**Supplied data:**
·····

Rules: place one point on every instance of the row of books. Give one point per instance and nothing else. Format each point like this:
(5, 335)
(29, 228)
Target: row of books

·····

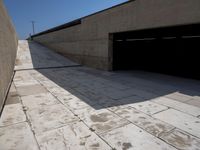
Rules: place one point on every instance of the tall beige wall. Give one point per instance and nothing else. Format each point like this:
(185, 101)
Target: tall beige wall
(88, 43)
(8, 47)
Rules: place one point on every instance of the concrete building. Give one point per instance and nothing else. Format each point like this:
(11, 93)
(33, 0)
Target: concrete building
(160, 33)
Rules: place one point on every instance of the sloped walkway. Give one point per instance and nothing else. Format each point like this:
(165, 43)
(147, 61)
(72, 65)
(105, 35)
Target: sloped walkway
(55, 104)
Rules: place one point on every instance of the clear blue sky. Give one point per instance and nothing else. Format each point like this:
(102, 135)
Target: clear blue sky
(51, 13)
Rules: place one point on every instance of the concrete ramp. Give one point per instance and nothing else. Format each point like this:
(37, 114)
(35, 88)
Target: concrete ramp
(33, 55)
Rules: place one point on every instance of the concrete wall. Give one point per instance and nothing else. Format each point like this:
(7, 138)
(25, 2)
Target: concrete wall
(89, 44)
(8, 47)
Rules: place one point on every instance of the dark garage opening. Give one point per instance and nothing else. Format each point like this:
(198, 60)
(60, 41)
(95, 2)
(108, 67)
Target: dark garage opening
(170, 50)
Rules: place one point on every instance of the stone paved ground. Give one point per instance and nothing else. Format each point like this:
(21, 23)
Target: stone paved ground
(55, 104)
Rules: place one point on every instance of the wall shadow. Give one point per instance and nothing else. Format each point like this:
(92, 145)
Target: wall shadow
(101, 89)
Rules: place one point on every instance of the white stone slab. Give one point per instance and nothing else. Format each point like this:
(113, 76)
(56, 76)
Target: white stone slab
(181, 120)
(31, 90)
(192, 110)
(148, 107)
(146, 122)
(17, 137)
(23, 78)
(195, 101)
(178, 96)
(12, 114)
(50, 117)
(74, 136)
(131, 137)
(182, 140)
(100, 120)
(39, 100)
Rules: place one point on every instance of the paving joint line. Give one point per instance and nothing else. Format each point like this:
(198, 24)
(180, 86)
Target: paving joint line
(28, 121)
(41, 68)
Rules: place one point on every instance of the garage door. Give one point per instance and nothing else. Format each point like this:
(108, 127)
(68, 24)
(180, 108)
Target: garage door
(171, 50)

·····

**Description of the task:** Which lines in the entries above contain the word "slab"? Pick out each of those lines and copy it in full.

**Answer to the problem:**
Rules: place one point on every instance of the white stone slab. Give one point per instance and nothing else. Format each point like this:
Target: white stone slab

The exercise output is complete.